Innovation Is a Sparse Market
In "winner-take-all" fields—such as scientific research, popular music, and high-level innovation—the market structure inherently discourages breakthrough discovery. Unlike traditional markets where diversity is rewarded, sparse markets concentrate nearly all attention and capital on a few dominant "products", leaving the vast majority in total obscurity. I call these Sparse Markets.
In these systems, individual incentives diverge from the market’s purported goal of uncovering the best possible ideas. Because the cost of failure is absolute, the mathematically rational strategy for any participant is herding. Actors avoid the high-risk periphery where transformative discoveries reside, opting instead to cluster around safe, proven successes. By producing incremental variations of dominant theories or trends, they maximize their probability of being "purchased" by the market’s narrow window of attention.
The result is a profound market failure: rational mediocrity. While competition is intended to drive progress, the structural sparseness of these markets forces participants to prioritize survival over original exploration. Consequently, the most valuable and revolutionary ideas go undiscovered because the risk of deviation is too high for any individual to bear, leaving society with a surplus of the familiar and a deficit of the truly innovative.
Research Roundup
Competitions Aren't Markets
Science is a fun industry. A small number of highly influential papers and scientists dominate a given field. It’s much less a “marketplace of ideas” than winner-take-all competition. Does this competition drive innovation?
The title of a new paper offers a clear answer: “Race to the Bottom: Competition and Quality in Science”. The authors’ hypothesis is that “scientists trade off…higher-quality research against the…risk of being preempted. Projects with the highest scientific potential are the most competitive [and so] these projects are also the most rushed and lowest quality.”
Analysis of “data from the Protein Data Bank (PDB)” reveals that protein structures with higher “potential generate more competition, are completed faster, and are lower quality.” Scientists rushing to win the competition produce lower value work.
How much lower value? They estimate “the costs associated with improving these low-quality structures are between $1.5 and $8.8 billion since the PDB’s founding”.
Fortunately, not all scientists show this effect. Those “who—by nature of their employment position—are less focused on publication and priority“ produce higher quality structures regardless of incentives.
I just happened to have given a talk on “The Paradox of Incentive Insensitivity” at TED Med many years ago. My research looked at salespeople, but I also found that those who were the least sensitive to incentive were also the best salespeople. We see the same effect in students.

_DATASET EXTRACT_

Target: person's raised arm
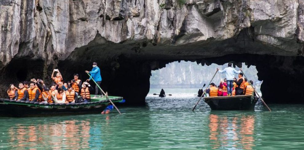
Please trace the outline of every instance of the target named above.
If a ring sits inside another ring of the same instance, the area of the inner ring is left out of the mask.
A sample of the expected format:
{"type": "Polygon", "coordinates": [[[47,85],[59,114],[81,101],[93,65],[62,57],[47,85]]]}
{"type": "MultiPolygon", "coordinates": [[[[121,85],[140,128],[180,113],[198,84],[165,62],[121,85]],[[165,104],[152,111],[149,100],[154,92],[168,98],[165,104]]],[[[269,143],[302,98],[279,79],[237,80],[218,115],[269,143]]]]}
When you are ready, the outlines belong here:
{"type": "Polygon", "coordinates": [[[54,77],[54,73],[55,72],[55,71],[53,69],[53,73],[52,73],[52,75],[51,76],[51,78],[52,78],[52,80],[55,80],[55,78],[54,77]]]}

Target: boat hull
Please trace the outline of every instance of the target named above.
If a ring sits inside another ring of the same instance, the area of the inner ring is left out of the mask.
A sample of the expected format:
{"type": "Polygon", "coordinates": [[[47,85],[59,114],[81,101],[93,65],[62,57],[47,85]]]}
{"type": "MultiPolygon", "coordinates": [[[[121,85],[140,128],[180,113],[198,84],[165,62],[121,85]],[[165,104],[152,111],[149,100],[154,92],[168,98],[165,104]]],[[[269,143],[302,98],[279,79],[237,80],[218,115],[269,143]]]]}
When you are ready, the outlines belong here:
{"type": "Polygon", "coordinates": [[[209,97],[204,100],[212,110],[254,110],[257,101],[251,96],[209,97]]]}
{"type": "MultiPolygon", "coordinates": [[[[121,97],[109,97],[113,103],[119,102],[123,99],[121,97]]],[[[71,104],[45,104],[0,99],[0,116],[47,117],[100,113],[110,102],[99,99],[92,99],[91,102],[71,104]]]]}

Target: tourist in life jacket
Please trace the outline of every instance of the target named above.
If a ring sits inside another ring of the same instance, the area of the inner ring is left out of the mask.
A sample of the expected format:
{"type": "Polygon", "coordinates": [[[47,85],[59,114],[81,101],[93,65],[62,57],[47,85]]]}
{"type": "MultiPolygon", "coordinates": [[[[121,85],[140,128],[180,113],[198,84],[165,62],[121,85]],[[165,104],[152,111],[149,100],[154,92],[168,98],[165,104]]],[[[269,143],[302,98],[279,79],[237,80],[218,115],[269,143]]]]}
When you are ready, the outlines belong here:
{"type": "Polygon", "coordinates": [[[54,69],[53,70],[53,73],[52,73],[51,77],[52,78],[52,79],[57,84],[58,84],[58,82],[62,82],[63,80],[62,79],[62,76],[61,75],[61,73],[60,73],[60,72],[59,72],[59,70],[58,69],[54,69]],[[54,77],[54,73],[55,71],[57,72],[57,73],[56,74],[56,77],[54,77]]]}
{"type": "Polygon", "coordinates": [[[80,92],[80,90],[81,88],[81,85],[82,84],[81,81],[78,79],[79,76],[77,73],[74,74],[74,79],[71,81],[73,90],[75,91],[77,96],[79,95],[79,92],[80,92]]]}
{"type": "Polygon", "coordinates": [[[222,96],[225,96],[228,95],[227,88],[227,80],[226,78],[224,79],[224,81],[221,81],[220,84],[220,88],[222,89],[223,93],[222,96]]]}
{"type": "Polygon", "coordinates": [[[28,91],[29,89],[29,83],[28,81],[23,81],[23,85],[28,91]]]}
{"type": "Polygon", "coordinates": [[[234,74],[239,73],[242,71],[242,69],[240,69],[240,71],[237,71],[234,69],[232,68],[232,64],[231,63],[228,63],[228,67],[224,69],[223,70],[219,70],[218,68],[216,68],[216,70],[218,70],[219,72],[222,73],[225,73],[225,75],[226,79],[227,80],[227,94],[228,95],[231,94],[232,92],[232,87],[233,86],[233,78],[234,78],[234,74]]]}
{"type": "Polygon", "coordinates": [[[86,82],[84,82],[82,84],[81,92],[80,93],[80,99],[79,101],[79,103],[90,102],[91,101],[91,95],[90,94],[90,90],[94,89],[88,83],[86,82]]]}
{"type": "Polygon", "coordinates": [[[66,97],[64,91],[61,88],[58,88],[57,91],[53,99],[54,102],[55,103],[65,103],[66,97]]]}
{"type": "Polygon", "coordinates": [[[49,93],[51,95],[52,100],[48,102],[49,103],[54,103],[54,99],[55,97],[55,95],[56,95],[56,93],[57,93],[58,91],[56,89],[55,84],[52,84],[50,86],[50,90],[49,91],[49,93]]]}
{"type": "MultiPolygon", "coordinates": [[[[101,75],[100,75],[100,69],[99,67],[97,66],[97,63],[96,62],[93,62],[92,66],[93,69],[92,69],[92,70],[91,71],[86,70],[85,72],[91,74],[91,77],[93,78],[93,79],[97,83],[97,84],[95,87],[95,96],[98,95],[98,93],[100,93],[100,95],[101,95],[101,97],[102,97],[103,96],[102,92],[101,92],[101,91],[97,86],[98,84],[100,86],[100,83],[101,83],[101,81],[102,80],[101,75]]],[[[87,82],[88,82],[92,79],[92,78],[90,77],[89,79],[87,80],[87,82]]],[[[97,98],[97,96],[95,96],[93,97],[93,98],[97,98]]]]}
{"type": "Polygon", "coordinates": [[[210,97],[217,96],[217,91],[218,89],[215,86],[215,84],[214,83],[211,83],[210,84],[210,88],[209,90],[209,96],[210,97]]]}
{"type": "Polygon", "coordinates": [[[65,103],[75,103],[77,99],[77,96],[71,86],[68,87],[68,90],[65,91],[65,103]]]}
{"type": "Polygon", "coordinates": [[[51,94],[49,92],[49,89],[47,88],[43,89],[43,92],[41,93],[41,103],[53,103],[51,94]]]}
{"type": "Polygon", "coordinates": [[[29,100],[29,92],[26,88],[24,87],[23,82],[20,82],[18,85],[19,89],[17,91],[18,96],[17,100],[29,100]]]}
{"type": "Polygon", "coordinates": [[[29,97],[30,101],[37,102],[39,101],[40,92],[37,88],[35,87],[36,84],[33,81],[29,83],[29,97]]]}
{"type": "Polygon", "coordinates": [[[243,73],[239,74],[239,79],[237,81],[235,81],[236,84],[235,88],[236,96],[242,95],[244,94],[244,89],[245,88],[245,79],[243,77],[243,73]]]}
{"type": "Polygon", "coordinates": [[[7,90],[7,94],[10,99],[16,100],[18,97],[18,89],[13,84],[10,84],[10,88],[7,90]]]}
{"type": "MultiPolygon", "coordinates": [[[[253,81],[251,80],[249,82],[251,84],[251,85],[253,84],[253,81]]],[[[247,85],[246,87],[246,88],[245,89],[245,90],[244,90],[245,94],[247,95],[252,95],[252,93],[254,93],[254,95],[255,96],[255,93],[254,92],[255,91],[254,87],[253,87],[251,85],[249,84],[249,85],[247,85]]]]}

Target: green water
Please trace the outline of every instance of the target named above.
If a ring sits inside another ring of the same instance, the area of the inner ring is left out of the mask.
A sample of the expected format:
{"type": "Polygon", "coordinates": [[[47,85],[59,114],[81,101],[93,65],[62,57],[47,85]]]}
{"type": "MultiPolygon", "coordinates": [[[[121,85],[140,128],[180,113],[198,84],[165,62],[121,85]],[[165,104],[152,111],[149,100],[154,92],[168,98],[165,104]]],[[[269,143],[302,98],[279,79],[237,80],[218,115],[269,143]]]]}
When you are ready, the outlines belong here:
{"type": "Polygon", "coordinates": [[[165,89],[172,96],[162,98],[153,90],[121,115],[0,118],[0,149],[304,149],[304,105],[214,111],[202,102],[193,112],[197,90],[165,89]]]}

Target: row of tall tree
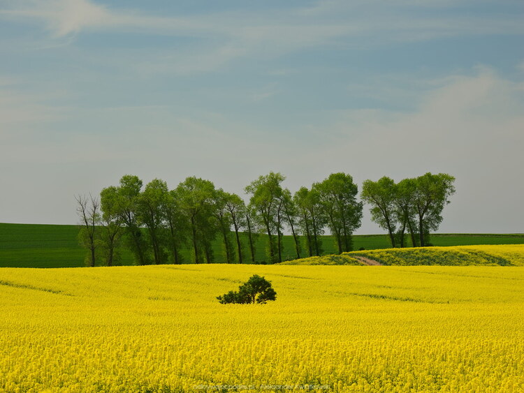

_REQUIRED TASKS_
**a.** Answer these questions from the sparse markets text:
(i) What name does the author give to the market failure that sparse markets produce?
(ii) What source of data did the "Race to the Bottom" paper analyze?
(iii) What range of costs did the paper's authors estimate for improving low-quality structures?
**b.** Pick up the piece on sparse markets and incentives right after its final sentence, and keep going.

_RESPONSES_
**a.**
(i) Rational mediocrity.
(ii) The Protein Data Bank (PDB).
(iii) Between $1.5 billion and $8.8 billion since the PDB's founding.

**b.**
If you believe in markets, then understand that winner-take-all systems are not traditional markets. They are what I call sparse markets and they behave very differently. This leads to sometimes dramatic misalignment between the individual incentive of innovators and what we want innovation to do for us as a society.
This is exactly the process driving Industry AI development today. If we don’t fix this, we all lose.
Media Mentions
Check out that TED Med talk at https://www.youtube.com/watch?v=o4ckVXyruks
And BUY MY BOOK!!! Can find my research on innovation and collective intelligence…and so much more: Robot-Proof: When Machines Have All The Answers, Build Better People
SciFi, Fantasy, & Me
I read every book from Terry Pratchett, starting right in the middle of the Discworld series with Small Gods. (This was quite fortunate because it is a largely standalone novel.) Near the end of his life, his books changed. They were still funny but they became darker but also more ernest. They also changed in another important manner, because Terry was suffering from progressive and profound dementia.
Rather than review any of his books (there are so many; go read some), I’m sharing a new research study using language models to study how his prolific writing changed as the disease progressed; “Detecting Dementia Using Lexical Analysis: Terry Pratchett’s Discworld Tells a More Personal Story”.
Using large scale language analysis the authors found a “significant decrease in lexical diversity (TTR) was observed for nouns and adjectives in later works.”
Perhaps to make up for this growing loss of just the right word, he began using many more words to try and convey its meaning (Someone like me might call this dictionary incoherence, and we see it even in the activity of individual neurons firing more but with less nuance.)
This hidden signal in his writing can be seen “approximately ten years before Pratchett’s formal diagnosis.”
Science Fiction becomes Science and pays Fantasy a visit. What will we do with these tools?
Stage & Screen
- March 4, Basel: I'll be giving a keynote at the Health.Tech Global Conference 2026: "Robot-Proof: How Human Agency Drives Hybrid Intelligence & Discovery"
- March 8, LA: I'll be at UCLA talking about AI and teen mental health at the Semel Institute for Neuroscience and Human Behavior.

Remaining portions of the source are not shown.